→ **Given task**
Write out exactly the lines below that run from the line containing "dirt path, each" through the last line of the records.

(Dataset rows)
--- --- ---

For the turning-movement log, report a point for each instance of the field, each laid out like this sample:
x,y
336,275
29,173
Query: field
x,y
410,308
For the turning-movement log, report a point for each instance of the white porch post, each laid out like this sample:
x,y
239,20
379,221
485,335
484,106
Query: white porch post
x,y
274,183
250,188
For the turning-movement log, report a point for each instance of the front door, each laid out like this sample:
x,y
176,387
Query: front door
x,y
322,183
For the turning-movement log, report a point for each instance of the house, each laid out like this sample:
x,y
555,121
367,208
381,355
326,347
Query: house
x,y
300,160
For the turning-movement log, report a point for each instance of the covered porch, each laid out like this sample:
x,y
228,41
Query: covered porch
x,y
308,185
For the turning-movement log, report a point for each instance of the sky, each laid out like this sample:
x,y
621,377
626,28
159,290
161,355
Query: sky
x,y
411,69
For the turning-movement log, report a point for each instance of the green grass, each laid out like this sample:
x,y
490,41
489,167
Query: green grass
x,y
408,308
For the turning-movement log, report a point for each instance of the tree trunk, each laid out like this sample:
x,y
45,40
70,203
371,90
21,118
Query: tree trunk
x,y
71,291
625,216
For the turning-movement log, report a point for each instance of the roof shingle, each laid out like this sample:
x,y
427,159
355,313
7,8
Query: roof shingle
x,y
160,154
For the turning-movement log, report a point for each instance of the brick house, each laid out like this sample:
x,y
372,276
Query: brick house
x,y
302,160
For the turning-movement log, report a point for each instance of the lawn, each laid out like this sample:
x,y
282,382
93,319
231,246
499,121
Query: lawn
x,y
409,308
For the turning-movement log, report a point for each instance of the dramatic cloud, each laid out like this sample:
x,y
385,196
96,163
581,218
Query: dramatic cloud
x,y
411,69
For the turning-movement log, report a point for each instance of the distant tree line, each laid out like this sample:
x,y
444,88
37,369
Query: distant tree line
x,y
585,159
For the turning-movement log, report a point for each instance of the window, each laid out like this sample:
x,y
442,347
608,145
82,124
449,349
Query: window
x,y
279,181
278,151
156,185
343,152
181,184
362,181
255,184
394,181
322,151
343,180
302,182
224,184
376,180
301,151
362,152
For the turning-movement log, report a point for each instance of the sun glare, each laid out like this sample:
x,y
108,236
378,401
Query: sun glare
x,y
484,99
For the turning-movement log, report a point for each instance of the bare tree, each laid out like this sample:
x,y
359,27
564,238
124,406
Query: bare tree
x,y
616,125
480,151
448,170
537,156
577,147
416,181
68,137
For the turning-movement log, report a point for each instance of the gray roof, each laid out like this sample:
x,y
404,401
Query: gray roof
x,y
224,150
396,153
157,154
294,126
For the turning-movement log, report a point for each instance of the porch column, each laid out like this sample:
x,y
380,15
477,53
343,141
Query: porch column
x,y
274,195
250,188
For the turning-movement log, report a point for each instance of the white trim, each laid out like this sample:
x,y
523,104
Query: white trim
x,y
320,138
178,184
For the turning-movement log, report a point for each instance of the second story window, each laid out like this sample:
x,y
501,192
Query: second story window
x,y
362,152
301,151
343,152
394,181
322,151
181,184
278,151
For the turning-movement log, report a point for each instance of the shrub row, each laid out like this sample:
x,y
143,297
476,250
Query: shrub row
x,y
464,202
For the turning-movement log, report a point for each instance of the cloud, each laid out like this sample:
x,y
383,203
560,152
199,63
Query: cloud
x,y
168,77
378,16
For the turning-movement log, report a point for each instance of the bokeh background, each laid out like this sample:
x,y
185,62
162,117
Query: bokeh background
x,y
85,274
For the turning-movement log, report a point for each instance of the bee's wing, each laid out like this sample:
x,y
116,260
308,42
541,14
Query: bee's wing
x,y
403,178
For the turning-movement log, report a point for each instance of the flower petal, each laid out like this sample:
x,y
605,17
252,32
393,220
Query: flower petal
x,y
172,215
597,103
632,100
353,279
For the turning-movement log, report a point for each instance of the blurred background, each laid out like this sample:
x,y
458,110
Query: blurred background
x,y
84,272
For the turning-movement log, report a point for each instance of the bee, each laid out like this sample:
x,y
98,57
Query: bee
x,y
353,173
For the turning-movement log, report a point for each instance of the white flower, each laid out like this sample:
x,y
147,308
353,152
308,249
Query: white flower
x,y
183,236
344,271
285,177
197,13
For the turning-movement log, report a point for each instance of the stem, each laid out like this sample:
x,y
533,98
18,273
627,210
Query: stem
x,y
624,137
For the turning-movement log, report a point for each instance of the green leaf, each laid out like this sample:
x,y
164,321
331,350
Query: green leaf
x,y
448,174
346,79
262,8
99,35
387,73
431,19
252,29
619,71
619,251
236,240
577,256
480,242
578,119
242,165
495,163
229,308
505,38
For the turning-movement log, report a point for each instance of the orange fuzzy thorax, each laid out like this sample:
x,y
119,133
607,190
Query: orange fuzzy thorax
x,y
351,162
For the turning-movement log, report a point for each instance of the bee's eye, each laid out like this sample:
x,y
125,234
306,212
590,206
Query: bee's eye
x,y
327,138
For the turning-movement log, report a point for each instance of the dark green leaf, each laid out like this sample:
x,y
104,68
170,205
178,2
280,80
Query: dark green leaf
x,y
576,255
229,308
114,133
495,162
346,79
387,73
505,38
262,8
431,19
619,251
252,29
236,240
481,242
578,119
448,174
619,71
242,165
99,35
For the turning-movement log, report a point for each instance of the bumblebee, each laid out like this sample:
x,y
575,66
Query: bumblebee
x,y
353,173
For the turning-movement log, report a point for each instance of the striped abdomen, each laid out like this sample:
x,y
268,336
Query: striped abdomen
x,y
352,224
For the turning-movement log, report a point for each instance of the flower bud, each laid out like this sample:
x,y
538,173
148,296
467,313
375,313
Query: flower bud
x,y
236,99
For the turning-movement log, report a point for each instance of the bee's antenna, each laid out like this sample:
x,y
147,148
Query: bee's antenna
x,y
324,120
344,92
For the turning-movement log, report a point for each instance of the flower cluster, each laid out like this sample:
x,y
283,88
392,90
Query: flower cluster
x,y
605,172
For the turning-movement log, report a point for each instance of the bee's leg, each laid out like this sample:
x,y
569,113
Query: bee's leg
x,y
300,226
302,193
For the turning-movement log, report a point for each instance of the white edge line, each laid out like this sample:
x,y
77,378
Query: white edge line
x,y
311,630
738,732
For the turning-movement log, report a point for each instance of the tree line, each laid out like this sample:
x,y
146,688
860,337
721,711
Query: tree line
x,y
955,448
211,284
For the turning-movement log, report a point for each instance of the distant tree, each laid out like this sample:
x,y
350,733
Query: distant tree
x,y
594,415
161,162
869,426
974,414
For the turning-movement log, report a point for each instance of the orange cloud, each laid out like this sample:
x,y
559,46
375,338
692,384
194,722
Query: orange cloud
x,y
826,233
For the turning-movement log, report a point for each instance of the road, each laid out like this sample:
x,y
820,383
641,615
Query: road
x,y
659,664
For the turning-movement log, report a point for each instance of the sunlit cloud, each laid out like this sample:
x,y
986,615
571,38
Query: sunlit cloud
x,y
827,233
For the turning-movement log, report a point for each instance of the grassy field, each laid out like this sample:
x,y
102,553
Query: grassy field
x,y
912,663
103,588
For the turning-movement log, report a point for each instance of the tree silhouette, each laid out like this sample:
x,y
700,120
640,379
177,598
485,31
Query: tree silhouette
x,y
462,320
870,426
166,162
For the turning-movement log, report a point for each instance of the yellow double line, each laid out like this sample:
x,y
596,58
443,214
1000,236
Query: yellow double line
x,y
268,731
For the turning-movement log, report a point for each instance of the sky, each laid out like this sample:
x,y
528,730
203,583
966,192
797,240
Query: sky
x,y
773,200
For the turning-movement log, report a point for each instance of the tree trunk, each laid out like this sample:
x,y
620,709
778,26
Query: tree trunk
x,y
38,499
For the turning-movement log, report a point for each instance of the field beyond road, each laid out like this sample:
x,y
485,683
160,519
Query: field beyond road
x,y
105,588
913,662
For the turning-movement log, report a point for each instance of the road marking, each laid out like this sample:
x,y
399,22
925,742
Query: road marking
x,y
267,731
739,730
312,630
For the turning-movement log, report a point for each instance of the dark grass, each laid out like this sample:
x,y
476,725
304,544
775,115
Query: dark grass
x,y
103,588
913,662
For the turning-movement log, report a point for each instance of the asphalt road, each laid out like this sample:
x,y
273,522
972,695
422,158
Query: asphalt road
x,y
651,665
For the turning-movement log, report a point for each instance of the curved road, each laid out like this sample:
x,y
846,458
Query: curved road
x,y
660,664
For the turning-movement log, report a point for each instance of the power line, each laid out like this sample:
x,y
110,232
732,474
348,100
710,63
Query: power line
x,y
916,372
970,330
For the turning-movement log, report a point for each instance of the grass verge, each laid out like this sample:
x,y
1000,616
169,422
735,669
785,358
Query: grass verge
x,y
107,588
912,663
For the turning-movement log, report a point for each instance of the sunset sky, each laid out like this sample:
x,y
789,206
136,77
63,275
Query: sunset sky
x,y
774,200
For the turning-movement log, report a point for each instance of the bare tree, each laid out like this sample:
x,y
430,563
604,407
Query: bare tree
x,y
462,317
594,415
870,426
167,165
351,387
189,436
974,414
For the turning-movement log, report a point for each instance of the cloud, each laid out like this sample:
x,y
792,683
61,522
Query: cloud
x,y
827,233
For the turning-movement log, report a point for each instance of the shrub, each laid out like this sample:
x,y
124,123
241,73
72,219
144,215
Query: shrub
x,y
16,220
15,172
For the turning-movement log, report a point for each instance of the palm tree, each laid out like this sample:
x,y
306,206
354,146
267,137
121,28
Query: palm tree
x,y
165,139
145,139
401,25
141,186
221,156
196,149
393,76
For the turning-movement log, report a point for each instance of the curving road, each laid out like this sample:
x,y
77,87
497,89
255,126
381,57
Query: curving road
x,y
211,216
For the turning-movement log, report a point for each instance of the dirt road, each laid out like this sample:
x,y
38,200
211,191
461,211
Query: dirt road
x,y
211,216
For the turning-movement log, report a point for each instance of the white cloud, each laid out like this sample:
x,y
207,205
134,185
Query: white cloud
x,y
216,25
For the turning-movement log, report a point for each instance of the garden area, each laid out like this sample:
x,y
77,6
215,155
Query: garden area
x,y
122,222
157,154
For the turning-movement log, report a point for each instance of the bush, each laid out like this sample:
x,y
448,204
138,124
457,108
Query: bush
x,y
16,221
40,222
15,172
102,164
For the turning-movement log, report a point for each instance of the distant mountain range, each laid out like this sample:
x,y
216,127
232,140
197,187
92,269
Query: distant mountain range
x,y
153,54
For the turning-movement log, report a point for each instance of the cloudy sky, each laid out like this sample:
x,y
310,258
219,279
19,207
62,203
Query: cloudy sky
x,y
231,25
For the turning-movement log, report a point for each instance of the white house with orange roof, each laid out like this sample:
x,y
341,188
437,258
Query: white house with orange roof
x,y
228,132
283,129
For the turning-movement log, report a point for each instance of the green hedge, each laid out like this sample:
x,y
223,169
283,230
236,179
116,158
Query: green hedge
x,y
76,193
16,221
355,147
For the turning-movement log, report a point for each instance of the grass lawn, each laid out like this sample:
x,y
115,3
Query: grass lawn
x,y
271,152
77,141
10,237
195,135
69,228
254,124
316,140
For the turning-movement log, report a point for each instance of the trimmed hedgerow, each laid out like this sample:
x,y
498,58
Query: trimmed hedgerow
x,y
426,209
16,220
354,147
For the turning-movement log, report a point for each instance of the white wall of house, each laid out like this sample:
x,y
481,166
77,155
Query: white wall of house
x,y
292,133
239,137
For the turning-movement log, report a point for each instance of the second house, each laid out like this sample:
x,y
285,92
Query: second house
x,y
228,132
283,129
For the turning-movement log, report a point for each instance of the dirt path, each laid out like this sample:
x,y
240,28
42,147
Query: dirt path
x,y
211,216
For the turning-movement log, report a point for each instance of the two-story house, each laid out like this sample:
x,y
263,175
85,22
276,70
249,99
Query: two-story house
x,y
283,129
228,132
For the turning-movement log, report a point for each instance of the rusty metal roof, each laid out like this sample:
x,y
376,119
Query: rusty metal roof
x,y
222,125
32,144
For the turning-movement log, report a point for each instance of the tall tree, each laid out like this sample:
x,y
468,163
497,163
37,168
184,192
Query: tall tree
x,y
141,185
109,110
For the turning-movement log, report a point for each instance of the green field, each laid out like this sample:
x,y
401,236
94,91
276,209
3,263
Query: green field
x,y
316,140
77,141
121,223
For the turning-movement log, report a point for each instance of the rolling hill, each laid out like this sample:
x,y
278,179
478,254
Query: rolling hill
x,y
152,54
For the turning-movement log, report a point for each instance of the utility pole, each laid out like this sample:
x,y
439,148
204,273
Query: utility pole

--- --- ---

→ **Expected answer**
For the turning-movement log, report a point for each instance of the dirt path, each laid out like this sample:
x,y
240,28
42,147
Query: dirt path
x,y
211,216
For the turning-movement log, report a point for each instance of the two-story house, each laid out like this sample:
x,y
263,175
85,22
276,70
249,99
Query: two-story house
x,y
283,129
228,132
For the turning-movement log, report a point for each instance of the rusty metal roof, each laid out like this sample:
x,y
376,119
Query: rusty metal roof
x,y
222,125
32,144
For the turning-movement log, report a point for each instance of the tall tree, each laid out like this sample:
x,y
468,163
497,163
37,168
184,192
Query: tall tree
x,y
141,185
109,110
For the turning-movement log, report a point for each instance of the green field, each laid out like this sample:
x,y
401,236
94,91
276,209
3,263
Query: green field
x,y
316,140
77,141
121,223
For the turning-movement log, report a point for each instance of the rolling hill, each laid out like this sample:
x,y
278,179
478,254
Query: rolling hill
x,y
152,54
For the turning-movement log, report a point for each instance of the utility pole, each laid out like this sample:
x,y
439,148
204,273
Query: utility pole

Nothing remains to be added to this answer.